Exercise details: Since only part of the records is wanted, repeat exactly the lines from the one containing "gray hair, imagine" through the last line, both included.

(Recorded data)
■ ■ ■ ■

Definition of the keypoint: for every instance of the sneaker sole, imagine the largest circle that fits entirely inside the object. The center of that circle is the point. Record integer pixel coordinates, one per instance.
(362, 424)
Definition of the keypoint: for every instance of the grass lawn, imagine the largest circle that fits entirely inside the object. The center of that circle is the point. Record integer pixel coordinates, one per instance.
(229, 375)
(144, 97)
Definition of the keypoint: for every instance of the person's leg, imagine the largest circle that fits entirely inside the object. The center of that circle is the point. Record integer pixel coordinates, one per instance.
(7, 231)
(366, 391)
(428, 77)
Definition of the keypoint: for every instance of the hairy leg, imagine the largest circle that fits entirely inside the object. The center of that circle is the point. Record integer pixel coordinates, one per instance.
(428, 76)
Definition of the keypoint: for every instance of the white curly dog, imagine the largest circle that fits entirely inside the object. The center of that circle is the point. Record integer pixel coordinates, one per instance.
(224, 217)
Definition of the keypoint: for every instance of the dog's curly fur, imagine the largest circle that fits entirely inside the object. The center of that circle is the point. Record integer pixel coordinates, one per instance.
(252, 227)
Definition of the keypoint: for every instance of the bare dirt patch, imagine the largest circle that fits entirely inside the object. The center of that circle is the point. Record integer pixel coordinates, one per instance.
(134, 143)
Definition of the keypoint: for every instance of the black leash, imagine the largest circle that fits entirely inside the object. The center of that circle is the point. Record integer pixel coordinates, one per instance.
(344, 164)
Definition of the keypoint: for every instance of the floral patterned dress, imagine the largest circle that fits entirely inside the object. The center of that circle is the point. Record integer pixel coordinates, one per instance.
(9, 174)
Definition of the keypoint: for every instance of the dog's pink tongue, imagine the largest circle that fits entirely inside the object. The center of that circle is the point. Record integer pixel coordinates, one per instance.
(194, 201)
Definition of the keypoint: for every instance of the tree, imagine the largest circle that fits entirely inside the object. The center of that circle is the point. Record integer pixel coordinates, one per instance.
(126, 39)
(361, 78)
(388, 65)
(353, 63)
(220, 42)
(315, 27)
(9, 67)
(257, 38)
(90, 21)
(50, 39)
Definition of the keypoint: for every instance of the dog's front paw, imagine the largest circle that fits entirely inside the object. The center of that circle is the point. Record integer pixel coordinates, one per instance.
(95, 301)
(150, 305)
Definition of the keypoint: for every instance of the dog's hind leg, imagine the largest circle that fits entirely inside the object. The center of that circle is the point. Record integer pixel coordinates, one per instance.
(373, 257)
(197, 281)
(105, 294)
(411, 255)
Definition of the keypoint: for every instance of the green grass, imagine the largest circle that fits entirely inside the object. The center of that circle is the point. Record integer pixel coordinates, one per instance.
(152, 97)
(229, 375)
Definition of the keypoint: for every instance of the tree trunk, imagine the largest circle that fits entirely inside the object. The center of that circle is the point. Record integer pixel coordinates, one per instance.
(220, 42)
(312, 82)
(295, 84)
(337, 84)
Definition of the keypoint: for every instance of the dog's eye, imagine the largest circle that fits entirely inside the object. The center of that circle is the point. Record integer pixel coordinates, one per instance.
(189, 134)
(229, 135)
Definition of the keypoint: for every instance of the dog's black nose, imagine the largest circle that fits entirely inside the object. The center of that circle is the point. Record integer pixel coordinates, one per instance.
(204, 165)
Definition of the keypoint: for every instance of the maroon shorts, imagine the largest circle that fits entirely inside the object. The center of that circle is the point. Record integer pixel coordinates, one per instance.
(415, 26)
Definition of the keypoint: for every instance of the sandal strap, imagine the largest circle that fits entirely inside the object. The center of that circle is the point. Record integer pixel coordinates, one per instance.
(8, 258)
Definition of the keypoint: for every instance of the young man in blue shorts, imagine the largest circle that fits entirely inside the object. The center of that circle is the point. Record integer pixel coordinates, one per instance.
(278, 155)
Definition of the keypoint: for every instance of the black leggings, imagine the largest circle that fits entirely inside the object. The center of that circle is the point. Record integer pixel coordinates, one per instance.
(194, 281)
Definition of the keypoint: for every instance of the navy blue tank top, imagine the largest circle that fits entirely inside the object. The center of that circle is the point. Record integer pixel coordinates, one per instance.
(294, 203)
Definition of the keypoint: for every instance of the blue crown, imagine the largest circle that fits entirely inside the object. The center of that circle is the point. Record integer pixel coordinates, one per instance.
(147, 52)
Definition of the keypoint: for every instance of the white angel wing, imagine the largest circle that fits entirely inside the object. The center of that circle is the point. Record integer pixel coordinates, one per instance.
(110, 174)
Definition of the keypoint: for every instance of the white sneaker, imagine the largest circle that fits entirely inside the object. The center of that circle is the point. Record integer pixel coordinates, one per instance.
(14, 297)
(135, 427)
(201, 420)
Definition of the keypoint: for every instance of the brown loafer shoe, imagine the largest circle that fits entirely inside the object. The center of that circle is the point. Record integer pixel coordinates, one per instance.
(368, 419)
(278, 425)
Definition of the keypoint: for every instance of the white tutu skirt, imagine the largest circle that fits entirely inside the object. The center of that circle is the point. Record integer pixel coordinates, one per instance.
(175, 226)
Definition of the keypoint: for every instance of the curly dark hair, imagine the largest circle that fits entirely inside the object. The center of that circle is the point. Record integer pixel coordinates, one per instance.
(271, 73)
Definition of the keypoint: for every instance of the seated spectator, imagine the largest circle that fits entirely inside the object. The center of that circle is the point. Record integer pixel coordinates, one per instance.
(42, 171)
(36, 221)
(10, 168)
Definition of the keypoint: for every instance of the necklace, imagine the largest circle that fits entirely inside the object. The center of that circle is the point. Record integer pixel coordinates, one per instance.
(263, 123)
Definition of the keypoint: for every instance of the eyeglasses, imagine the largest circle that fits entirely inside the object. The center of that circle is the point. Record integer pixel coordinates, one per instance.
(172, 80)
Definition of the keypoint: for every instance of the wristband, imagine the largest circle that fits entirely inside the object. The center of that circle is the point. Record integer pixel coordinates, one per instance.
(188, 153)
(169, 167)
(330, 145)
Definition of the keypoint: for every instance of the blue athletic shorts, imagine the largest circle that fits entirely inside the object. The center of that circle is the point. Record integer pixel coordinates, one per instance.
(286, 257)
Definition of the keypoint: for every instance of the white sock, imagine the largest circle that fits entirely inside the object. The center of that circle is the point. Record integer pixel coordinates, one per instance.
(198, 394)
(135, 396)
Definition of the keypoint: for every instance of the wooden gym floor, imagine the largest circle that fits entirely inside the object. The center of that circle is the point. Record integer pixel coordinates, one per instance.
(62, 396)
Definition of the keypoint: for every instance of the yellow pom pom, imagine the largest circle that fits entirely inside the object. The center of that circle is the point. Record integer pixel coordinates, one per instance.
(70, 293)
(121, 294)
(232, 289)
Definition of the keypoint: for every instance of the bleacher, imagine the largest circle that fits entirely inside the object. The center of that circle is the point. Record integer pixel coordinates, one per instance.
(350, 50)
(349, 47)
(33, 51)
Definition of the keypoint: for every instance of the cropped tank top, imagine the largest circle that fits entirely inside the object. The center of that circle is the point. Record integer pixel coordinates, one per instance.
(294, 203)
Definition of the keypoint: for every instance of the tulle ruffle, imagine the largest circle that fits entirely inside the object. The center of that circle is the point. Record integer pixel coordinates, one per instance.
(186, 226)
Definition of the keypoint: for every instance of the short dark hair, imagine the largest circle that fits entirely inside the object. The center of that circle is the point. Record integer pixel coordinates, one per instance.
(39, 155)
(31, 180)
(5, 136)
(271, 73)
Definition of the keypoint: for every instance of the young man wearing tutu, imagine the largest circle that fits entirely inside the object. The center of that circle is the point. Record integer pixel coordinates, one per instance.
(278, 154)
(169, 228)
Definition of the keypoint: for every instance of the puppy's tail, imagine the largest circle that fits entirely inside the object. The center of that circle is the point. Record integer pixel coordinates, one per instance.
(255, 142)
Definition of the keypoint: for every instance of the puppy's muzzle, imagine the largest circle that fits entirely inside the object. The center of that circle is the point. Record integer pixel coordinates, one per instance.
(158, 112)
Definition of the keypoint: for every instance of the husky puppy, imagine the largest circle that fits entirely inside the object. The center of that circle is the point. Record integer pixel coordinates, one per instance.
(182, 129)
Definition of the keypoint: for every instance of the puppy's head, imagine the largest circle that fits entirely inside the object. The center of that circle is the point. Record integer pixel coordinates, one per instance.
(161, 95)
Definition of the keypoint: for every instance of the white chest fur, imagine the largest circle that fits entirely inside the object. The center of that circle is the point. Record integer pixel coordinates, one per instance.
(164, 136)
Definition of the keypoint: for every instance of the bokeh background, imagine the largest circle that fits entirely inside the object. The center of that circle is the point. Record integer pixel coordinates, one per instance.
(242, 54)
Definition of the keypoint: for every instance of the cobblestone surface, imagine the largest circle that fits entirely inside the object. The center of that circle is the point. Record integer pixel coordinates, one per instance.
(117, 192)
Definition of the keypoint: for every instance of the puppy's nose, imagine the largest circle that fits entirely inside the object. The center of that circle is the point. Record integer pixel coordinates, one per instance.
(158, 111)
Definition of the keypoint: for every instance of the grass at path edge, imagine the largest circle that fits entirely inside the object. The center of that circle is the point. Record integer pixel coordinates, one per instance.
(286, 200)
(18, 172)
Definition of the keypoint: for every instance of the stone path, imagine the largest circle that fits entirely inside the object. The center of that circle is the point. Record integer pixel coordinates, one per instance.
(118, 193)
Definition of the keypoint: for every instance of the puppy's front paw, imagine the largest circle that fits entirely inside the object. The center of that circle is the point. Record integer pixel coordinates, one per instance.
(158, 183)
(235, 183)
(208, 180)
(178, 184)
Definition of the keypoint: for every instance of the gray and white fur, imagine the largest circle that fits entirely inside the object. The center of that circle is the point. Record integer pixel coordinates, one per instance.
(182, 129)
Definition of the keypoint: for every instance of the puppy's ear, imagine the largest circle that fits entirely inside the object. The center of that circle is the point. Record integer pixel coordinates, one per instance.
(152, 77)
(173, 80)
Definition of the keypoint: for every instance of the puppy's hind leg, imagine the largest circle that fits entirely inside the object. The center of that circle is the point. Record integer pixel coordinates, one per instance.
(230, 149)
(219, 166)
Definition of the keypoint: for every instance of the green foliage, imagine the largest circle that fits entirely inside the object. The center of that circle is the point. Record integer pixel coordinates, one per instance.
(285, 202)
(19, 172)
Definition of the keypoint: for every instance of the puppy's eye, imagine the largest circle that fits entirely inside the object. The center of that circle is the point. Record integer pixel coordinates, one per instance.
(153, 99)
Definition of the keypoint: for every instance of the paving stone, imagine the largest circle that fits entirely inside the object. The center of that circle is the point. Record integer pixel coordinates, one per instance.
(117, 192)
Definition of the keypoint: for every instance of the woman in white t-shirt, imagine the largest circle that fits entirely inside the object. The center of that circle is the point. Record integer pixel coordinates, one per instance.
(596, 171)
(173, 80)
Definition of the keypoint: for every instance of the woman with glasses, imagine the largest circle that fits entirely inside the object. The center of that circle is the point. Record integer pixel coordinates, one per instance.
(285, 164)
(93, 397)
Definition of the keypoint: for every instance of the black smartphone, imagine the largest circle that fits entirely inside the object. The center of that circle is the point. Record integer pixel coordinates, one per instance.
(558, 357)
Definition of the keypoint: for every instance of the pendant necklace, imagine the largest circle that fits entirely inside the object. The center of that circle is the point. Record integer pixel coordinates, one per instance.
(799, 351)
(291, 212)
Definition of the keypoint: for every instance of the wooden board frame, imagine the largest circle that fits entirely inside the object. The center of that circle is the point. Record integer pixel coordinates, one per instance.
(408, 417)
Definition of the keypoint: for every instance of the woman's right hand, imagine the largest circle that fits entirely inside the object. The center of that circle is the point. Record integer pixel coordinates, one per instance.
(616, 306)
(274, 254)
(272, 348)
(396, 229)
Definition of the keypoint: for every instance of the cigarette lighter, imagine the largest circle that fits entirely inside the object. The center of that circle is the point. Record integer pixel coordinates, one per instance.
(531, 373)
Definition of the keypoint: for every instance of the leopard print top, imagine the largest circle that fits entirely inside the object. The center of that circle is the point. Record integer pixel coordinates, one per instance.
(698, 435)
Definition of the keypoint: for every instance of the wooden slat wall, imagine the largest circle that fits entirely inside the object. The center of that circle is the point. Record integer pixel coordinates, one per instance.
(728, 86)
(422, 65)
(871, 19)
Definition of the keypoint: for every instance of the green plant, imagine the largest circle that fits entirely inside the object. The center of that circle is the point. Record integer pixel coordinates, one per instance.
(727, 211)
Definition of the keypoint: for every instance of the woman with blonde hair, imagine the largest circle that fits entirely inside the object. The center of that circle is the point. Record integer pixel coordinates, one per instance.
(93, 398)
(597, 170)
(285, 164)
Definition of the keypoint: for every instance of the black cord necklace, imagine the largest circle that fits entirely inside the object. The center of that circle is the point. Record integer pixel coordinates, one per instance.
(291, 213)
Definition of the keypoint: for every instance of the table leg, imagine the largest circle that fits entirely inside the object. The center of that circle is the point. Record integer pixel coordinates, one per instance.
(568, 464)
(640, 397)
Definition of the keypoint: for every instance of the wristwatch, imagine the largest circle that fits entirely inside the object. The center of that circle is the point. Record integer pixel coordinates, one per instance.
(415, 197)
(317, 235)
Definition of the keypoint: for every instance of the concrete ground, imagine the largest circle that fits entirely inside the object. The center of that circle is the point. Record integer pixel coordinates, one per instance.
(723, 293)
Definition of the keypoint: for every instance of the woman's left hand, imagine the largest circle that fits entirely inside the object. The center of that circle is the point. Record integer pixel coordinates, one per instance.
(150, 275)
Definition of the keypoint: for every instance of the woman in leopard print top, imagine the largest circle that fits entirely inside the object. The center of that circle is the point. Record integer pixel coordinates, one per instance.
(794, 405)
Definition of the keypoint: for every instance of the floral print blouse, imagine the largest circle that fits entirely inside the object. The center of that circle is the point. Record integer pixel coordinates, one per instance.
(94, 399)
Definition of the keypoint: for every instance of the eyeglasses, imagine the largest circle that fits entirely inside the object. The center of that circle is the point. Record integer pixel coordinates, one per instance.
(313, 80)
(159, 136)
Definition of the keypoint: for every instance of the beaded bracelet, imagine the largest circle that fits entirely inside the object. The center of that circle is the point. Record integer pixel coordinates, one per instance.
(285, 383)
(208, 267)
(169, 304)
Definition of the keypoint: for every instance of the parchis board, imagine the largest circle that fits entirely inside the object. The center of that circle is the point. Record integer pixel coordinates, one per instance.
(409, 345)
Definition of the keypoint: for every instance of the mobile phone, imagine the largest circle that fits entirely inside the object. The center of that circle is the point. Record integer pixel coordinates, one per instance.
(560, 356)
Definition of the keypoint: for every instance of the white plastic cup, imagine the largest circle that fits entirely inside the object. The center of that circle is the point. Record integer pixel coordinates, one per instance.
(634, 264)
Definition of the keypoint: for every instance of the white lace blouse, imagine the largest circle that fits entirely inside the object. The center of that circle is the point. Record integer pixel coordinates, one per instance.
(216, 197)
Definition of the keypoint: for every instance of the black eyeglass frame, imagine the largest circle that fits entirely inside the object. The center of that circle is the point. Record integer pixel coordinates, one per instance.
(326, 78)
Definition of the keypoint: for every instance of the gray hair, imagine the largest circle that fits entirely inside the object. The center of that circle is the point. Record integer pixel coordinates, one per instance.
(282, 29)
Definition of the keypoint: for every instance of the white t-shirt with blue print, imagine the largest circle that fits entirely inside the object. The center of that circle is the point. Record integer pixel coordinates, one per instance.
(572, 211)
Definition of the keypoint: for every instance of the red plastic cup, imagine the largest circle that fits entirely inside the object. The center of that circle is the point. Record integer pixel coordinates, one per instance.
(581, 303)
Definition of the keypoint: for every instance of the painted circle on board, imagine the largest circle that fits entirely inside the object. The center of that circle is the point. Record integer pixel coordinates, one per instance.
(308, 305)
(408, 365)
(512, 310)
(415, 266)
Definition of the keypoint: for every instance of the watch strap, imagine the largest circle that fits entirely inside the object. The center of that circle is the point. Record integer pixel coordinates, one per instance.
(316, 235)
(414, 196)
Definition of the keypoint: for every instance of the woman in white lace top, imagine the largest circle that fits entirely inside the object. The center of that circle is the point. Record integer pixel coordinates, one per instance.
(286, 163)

■ ■ ■ ■

Output of the exercise:
Definition of the keypoint: for every instance of the gray hair, imagine the largest circle that fits entirely inside the object. The center of that circle is the point. Record integer pixel coordinates, one per instance.
(282, 29)
Definition of the keypoint: for every instance of the white t-shirt with blue print, imagine the largest circle that fits entirely inside the object. The center of that circle is the point. Record integer pixel coordinates, one per instance.
(572, 211)
Definition of the keypoint: for every instance of the red plastic cup, imagine the largest circle that fits entirely inside the object. The center of that circle is the point. Record integer pixel coordinates, one per instance.
(581, 303)
Definition of the keypoint: for every instance of the painted circle on board, imagine the largest circle that fits entirely inside the object. The center of that circle is the point. Record integer pixel coordinates, one per instance.
(308, 305)
(408, 365)
(512, 310)
(415, 266)
Definition of the keypoint: for every instance of the watch strap, imagine the largest circle that fits entirely inside the object. The center of that circle is the point. Record integer pixel coordinates, one per instance.
(316, 235)
(414, 196)
Definition of the keypoint: for every instance of the woman in white lace top, imagine the largest circle that fits entirely inside the object. The center of that circle is the point. Record integer pixel coordinates, one per instance.
(286, 163)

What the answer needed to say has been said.